> Task instructions
Please copy out each of the records below word for word, changing nothing.

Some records
::::

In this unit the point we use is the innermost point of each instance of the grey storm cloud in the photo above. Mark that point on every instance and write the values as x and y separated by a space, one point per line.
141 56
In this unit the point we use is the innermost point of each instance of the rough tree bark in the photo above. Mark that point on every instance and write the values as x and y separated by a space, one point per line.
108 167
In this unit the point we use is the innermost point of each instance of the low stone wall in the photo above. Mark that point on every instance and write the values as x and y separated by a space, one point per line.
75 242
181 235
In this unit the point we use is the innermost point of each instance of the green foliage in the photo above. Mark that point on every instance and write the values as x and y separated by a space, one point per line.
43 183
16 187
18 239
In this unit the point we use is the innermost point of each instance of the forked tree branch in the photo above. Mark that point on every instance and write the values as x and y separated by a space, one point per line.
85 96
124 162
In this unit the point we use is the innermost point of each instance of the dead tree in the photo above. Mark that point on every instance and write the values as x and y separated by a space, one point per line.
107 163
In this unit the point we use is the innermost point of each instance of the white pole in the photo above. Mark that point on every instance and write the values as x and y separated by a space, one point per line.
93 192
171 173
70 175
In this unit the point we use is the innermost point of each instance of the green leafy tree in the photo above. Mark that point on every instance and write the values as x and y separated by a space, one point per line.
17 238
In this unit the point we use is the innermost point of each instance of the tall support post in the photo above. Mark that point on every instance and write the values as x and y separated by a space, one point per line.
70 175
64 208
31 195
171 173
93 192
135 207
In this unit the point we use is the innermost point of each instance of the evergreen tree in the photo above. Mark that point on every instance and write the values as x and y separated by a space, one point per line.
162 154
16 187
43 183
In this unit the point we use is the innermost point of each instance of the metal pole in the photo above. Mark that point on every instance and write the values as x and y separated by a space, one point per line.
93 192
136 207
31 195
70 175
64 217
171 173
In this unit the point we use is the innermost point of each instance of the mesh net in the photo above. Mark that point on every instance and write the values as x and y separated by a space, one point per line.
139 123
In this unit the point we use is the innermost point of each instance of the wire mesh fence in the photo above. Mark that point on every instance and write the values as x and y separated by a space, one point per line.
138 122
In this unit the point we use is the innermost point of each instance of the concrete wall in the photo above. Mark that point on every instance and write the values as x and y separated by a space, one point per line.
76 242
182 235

::::

> The answer
In this unit the point we use is the innermost point of each instance of the grey storm cloud in the photo above. Mark that point on every instance and write the values as x and y separated by a space, one point per line.
141 56
In this unit the point we use is the innermost point of each instance of the rough tree bark in the photo above. Mark that point on every instance and write the values as x and y separated by a space, one point per line.
108 167
In this unit the point we use is the innermost point of each instance of the low stone wall in the photo above. Mark that point on every instance and write the values as x and y separated by a space, one point per line.
75 242
181 235
In this unit the point we use is the innermost point of each instance of the green foliage in the photo above. Mark that point on every instance and write the values as x and y separated by a space, one point per line.
43 183
16 187
18 239
In this unit the point we use is the innermost point of each instance of the forked tree branch in the photo above. Mark that point on every instance and write the values as x and y separated by a space, one point per line.
85 96
124 162
In this unit the point we use is the innermost point of each instance of the dead tree in the photo above. Mark that point on every instance and write the values as x and y separated by a space, one point per line.
107 163
In this unit the point we use is the innermost point of each instance of the white pole in the photo above. Mark that point on every instance and write the values as x and y separated by a space, one point per line.
93 192
171 173
70 175
In this unit the point we use is the innermost point of each instance of the green leafy tree in the photo above. Mark that point on every instance and write the values as x and y separated by a space, one point per line.
17 238
In this unit the point we use is the innermost point of each instance of the tall support post in the photo above. Mark that point on every instance and write the values as x and y separated by a space, one point per line.
70 175
64 208
31 195
171 173
93 192
135 207
In this unit the point we use is the innermost point of each instance of the evergreen tree in the photo above. Mark that point on every instance and write the values as x and y separated by a space, one point per line.
162 154
16 187
43 183
In this unit the point we use is the innermost point of each instance of the metal pole in the photo above. Mark that point on every instance and write the values as x and y separated by a space, one point per line.
93 192
136 207
31 195
70 175
64 217
171 173
In this unit the point we use is the innermost point of each instance of the mesh net in the photo above. Mark that point on every instance and write the values as x and y separated by a space, one point per line.
139 123
In this unit the point we use is the innermost point of each instance of the wire mesh fence in the photo above. Mark that point on every instance and write the values as x and y separated by a space, one point per line.
138 122
In this unit the point we use is the innermost point of each instance of the concrete wall in the photo above. Mark that point on every instance and write the values as x and y separated by a space, one point per line.
76 242
182 235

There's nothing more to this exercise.